I'm 3 for 3 on firm no's. I don't know what else to do. 

All CEOs, or their staff, replied saying they are required to report accurate information. As far as I'm aware that is true, but technically, they can choose whether or not to report the account at all? Is it worth responding and telling them that, or am I just wasting my time? 

Side note: being bipolar sucks. I was diagnosed in 2020, it consists of impulsive spending followed by months long depression. I've got a handle on it now that I know what I'm dealing with... But do I really need to wait 7 years to stop dealing with the consequences of my manic episodes?

 

Hey "CK",

 

You've got a pretty good handle on this.  No creditor is required to report any/all data to the CRA's.  The only requirement is that where they choose to report, they must do so accurately.

▶ _Exercise data_:

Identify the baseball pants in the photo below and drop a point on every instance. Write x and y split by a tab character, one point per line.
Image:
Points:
...
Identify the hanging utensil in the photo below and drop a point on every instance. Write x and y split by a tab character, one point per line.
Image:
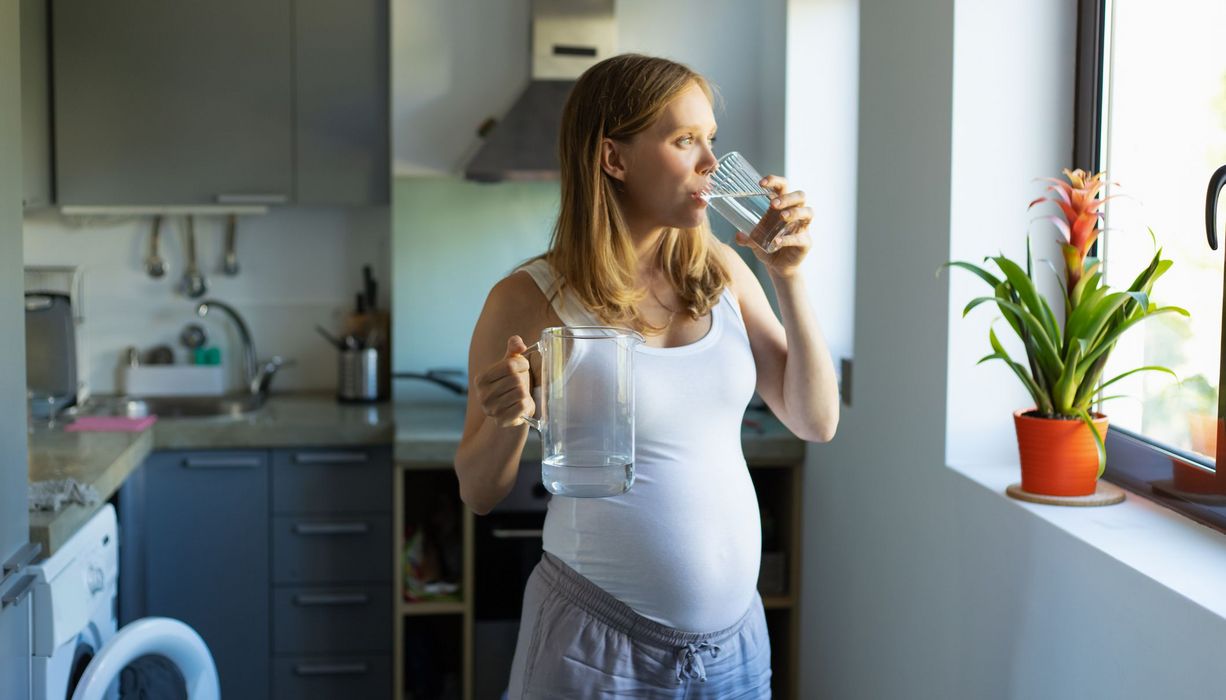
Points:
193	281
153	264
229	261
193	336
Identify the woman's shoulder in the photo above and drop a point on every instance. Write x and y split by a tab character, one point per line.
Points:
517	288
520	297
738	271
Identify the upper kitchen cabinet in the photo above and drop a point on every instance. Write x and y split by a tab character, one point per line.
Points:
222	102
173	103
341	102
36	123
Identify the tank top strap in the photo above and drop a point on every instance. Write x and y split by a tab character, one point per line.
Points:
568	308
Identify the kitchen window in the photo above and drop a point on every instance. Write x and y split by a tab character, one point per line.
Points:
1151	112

▶ _Assignment_:
Please copy the forum post on credit reporting above, from "You've got a" to "do so accurately.".

▶ _Output of the task_:
You've got a pretty good handle on this.  No creditor is required to report any/all data to the CRA's.  The only requirement is that where they choose to report, they must do so accurately.